Linear Bush Yam by Emily Kame Kngwarreye

Emily_Kame_Kngwarreye_pic
Australian Alhalkere artist Emkily Kame Kngwarreye (1910? – 1997)

Whenever I think about abstract art prompted by a conversation, TV program, newspaper article, or question I always think of that painting. I saw it only once in a commercial gallery so I’m not sure if this is the actual painting, but if not it was very similar; Kngwarreye painted many like this: yam dreaming.

She was an extraordinary woman, tiny but forceful, born around 1910 in the Utopia community in the Northern Territory, 230 kilometres north-east of Alice Springs, and was raised in the artistic Anmatyerre tradition. She began painting on canvas in 1988 and for only about eight years produced an extraordinary bulk and variety of work, over 3000 paintings, recognised and collected nationally and internationally. She was unmarried and childless which was unusual and so had a hint of outsider about her. She died in 1996.

I have a soft interest in art and no more knowledgeable about it than the next person; but what I’m trying to do now is describe how this painting made me feel, because it was the feeling that I remember as the strongest. I wish I had had the sense to write it down then; remembering it now renders it difficult to put into words. The best and simplest way to describe that feeling is that it felt  – right: it couldn’t be any other way than what it is. Along with this feeling of right came an equally strong feeling of wonder that right it most definitely was and that I had felt it. Art had never affected me like this before or since. It was close to a revelation but without the what!

Saved data entries:
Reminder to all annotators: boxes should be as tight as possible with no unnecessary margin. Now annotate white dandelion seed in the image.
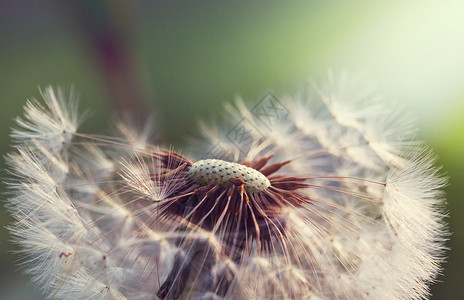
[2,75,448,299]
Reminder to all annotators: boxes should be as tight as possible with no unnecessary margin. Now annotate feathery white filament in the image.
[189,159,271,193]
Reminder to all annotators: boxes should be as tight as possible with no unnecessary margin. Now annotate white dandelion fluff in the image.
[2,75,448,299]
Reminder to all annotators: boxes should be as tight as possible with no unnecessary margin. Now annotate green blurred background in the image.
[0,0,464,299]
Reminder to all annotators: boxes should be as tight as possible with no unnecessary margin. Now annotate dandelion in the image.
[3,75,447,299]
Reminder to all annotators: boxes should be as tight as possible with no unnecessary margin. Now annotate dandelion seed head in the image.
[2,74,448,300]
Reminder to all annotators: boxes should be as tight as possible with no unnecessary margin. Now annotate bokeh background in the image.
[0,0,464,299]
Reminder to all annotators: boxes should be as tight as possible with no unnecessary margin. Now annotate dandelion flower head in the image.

==

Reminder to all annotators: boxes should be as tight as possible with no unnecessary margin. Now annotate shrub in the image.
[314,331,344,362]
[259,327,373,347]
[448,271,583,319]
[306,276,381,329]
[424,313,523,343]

...

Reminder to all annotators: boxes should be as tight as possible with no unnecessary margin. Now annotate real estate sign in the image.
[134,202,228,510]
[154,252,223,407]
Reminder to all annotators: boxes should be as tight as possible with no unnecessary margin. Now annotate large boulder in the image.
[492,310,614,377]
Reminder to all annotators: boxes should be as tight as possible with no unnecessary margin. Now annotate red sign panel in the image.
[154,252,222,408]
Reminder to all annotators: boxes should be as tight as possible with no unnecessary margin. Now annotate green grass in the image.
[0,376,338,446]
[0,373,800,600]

Required work:
- 1) Retype the passage about Emily Kame Kngwarreye between "I have a soft" and "without the what!", inclusive.
- 2) Answer these questions using the passage about Emily Kame Kngwarreye.
(a) In what kind of place did the writer see the painting?
(b) In what year did Kngwarreye begin painting on canvas?
(c) How many paintings did she produce?

Outputs by task:
- 1)
I have a soft interest in art and no more knowledgeable about it than the next person; but what I’m trying to do now is describe how this painting made me feel, because it was the feeling that I remember as the strongest. I wish I had had the sense to write it down then; remembering it now renders it difficult to put into words. The best and simplest way to describe that feeling is that it felt  – right: it couldn’t be any other way than what it is. Along with this feeling of right came an equally strong feeling of wonder that right it most definitely was and that I had felt it. Art had never affected me like this before or since. It was close to a revelation but without the what!

- 2)
(a) A commercial gallery
(b) 1988
(c) Over 3000